Veri satırları:
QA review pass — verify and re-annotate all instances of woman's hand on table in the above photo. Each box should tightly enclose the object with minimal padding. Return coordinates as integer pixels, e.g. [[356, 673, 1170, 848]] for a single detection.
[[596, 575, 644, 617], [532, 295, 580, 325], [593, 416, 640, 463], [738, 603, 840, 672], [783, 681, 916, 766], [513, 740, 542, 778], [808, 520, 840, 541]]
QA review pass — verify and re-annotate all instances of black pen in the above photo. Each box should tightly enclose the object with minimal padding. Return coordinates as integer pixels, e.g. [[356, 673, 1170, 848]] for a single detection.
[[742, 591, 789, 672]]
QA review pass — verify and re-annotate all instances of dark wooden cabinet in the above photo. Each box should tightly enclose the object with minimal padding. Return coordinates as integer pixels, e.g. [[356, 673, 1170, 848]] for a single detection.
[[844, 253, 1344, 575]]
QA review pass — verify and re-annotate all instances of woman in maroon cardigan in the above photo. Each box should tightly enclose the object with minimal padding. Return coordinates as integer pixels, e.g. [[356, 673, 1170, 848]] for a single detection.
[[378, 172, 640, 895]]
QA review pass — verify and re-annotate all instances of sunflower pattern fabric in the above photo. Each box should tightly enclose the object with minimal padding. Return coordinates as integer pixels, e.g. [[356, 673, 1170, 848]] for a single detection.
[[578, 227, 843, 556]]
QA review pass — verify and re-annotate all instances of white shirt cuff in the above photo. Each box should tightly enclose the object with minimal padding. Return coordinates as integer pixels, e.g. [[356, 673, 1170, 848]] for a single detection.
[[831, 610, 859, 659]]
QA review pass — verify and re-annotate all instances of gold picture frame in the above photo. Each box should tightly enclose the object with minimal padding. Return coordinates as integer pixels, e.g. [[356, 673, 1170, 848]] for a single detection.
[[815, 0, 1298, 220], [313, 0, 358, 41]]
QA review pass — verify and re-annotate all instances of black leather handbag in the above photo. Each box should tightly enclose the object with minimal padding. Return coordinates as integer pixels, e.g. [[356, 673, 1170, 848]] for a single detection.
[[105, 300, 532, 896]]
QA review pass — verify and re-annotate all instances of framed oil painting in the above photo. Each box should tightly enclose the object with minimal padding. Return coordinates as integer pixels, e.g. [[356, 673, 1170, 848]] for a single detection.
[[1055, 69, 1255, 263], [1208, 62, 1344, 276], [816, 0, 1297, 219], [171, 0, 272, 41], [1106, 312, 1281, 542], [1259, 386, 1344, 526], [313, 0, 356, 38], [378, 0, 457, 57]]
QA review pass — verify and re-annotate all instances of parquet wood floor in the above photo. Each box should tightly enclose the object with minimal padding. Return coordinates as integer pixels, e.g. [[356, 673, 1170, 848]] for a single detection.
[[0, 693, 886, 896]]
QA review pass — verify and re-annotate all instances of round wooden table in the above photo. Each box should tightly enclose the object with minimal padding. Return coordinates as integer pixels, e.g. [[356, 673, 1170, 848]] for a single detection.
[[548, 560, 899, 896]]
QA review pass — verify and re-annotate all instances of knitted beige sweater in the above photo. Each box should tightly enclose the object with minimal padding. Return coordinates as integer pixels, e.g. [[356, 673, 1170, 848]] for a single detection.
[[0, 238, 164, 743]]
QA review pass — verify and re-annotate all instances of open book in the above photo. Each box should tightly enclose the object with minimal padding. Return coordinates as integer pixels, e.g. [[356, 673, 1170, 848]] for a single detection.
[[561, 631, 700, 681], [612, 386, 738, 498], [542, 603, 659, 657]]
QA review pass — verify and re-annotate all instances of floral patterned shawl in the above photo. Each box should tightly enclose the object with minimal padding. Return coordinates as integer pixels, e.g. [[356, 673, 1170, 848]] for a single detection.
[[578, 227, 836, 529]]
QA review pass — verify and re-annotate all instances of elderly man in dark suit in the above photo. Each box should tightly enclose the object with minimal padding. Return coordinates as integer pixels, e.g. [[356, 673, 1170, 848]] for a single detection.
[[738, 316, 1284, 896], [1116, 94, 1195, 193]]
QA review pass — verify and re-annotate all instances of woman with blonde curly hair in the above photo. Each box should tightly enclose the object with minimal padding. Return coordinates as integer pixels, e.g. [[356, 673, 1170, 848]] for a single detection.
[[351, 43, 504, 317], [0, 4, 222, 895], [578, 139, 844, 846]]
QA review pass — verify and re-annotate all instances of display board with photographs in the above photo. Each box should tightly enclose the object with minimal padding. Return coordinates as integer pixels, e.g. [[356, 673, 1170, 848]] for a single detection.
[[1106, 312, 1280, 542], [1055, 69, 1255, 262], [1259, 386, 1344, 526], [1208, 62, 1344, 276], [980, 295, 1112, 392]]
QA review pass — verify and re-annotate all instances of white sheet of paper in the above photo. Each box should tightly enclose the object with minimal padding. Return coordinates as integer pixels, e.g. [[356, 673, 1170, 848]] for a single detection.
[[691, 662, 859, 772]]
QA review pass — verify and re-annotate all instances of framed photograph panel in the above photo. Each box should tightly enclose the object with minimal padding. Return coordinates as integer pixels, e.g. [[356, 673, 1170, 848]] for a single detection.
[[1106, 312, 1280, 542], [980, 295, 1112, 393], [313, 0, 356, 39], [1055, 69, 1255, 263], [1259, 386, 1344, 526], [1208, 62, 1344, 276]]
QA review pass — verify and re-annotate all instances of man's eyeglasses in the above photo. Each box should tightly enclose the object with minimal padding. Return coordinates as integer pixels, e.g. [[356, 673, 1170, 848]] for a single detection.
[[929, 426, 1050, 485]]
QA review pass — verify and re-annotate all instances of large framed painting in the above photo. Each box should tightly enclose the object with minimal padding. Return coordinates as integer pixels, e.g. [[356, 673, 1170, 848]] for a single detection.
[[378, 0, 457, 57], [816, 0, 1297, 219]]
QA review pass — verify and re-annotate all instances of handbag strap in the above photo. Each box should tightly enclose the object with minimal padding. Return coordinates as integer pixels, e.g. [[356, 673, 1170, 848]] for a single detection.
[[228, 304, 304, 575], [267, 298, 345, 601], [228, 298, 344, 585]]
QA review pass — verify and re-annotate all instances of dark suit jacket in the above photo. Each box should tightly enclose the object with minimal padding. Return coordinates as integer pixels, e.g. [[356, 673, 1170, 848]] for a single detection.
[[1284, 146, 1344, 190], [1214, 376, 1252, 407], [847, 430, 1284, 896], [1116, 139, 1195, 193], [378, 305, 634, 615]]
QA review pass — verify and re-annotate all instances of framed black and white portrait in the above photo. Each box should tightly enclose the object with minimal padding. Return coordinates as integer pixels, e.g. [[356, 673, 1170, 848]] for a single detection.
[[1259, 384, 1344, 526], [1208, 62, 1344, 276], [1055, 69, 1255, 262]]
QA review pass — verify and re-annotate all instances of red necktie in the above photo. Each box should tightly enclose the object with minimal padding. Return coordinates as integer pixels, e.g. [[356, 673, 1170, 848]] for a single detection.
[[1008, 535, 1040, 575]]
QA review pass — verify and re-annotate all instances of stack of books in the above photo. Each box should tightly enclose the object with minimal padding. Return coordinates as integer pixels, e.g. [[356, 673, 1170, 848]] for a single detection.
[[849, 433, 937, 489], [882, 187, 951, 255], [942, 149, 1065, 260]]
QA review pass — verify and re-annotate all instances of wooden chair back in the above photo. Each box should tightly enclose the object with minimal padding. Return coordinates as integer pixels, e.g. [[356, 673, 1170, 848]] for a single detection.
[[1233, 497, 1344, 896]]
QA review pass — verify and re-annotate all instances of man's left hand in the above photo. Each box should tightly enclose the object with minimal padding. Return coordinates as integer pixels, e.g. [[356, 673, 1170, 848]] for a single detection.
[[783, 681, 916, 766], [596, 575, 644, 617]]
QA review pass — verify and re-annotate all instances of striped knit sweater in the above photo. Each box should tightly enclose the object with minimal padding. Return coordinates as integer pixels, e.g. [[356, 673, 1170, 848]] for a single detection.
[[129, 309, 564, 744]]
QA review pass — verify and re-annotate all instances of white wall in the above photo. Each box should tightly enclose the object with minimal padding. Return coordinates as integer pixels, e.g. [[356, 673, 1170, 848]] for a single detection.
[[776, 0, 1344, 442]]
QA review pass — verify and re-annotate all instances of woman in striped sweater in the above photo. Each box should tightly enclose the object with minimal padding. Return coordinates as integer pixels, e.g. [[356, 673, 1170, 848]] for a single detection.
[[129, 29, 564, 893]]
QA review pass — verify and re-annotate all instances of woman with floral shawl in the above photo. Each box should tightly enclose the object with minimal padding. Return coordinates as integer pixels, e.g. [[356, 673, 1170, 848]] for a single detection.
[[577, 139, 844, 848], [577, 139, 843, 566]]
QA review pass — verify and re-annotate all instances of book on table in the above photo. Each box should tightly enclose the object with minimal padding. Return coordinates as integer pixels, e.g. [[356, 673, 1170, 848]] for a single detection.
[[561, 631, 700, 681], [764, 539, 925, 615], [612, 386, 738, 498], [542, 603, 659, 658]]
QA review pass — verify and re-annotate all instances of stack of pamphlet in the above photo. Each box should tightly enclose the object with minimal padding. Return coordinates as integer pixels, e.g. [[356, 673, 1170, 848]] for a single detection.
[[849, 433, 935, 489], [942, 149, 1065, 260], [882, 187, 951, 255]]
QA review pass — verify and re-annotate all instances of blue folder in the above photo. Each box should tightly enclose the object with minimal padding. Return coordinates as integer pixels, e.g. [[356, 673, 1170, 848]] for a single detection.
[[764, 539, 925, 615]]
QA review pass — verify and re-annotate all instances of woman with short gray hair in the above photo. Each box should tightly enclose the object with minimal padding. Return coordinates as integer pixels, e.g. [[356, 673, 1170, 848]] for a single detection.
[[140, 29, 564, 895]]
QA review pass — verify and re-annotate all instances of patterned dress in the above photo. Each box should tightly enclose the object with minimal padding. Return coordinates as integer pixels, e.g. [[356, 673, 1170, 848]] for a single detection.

* [Görev tanımı] "QA review pass — verify and re-annotate all instances of large" ifadesini içeren satırdan "298, 344, 585]]" ifadesini içeren satıra kadar (iki uç da dahil) malzemeyi, sütun adları girdi ve çıktı olan iki sütunlu bir CSV olarak ver; her metin ile ona ait cevap bir satırda yer alsın. Her alan tırnak içinde tek bir alan olsun, satır sonları da boşlukla değiştirilsin.

* [Cevap]
girdi,çıktı
"QA review pass — verify and re-annotate all instances of large framed painting in the above photo. Each box should tightly enclose the object with minimal padding. Return coordinates as integer pixels, e.g. [[356, 673, 1170, 848]] for a single detection.","[[378, 0, 457, 57], [816, 0, 1297, 219]]"
"QA review pass — verify and re-annotate all instances of handbag strap in the above photo. Each box should tightly enclose the object with minimal padding. Return coordinates as integer pixels, e.g. [[356, 673, 1170, 848]] for a single detection.","[[228, 304, 304, 575], [267, 298, 345, 601], [228, 298, 344, 585]]"